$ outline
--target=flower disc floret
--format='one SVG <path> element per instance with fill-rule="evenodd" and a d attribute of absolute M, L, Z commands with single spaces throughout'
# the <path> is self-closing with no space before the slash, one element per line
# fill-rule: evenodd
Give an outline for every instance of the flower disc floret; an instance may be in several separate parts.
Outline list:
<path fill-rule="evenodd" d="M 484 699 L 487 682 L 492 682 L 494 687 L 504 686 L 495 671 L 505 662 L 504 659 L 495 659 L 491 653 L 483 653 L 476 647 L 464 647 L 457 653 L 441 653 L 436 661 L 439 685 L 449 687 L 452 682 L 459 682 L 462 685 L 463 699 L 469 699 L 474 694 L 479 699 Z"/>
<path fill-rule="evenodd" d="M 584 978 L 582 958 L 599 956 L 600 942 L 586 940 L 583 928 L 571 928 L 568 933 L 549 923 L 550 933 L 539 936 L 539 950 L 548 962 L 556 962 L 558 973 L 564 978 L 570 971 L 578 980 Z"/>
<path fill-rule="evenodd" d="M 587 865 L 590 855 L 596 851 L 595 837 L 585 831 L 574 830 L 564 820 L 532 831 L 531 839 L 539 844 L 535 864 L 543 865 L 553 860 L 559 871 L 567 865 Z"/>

_PROBLEM TO WORK ON_:
The line containing "# fill-rule: evenodd" marks the end: copy exactly every line from the top of the data above down to it, that line included.

_RESPONSE AREA_:
$ outline
--target=flower disc floret
--format='one SVG <path> element per instance with fill-rule="evenodd" and a d attribute of absolute M, L, Z commands with single spaces throughout'
# the <path> is self-closing with no space before the slash, one element per line
# fill-rule: evenodd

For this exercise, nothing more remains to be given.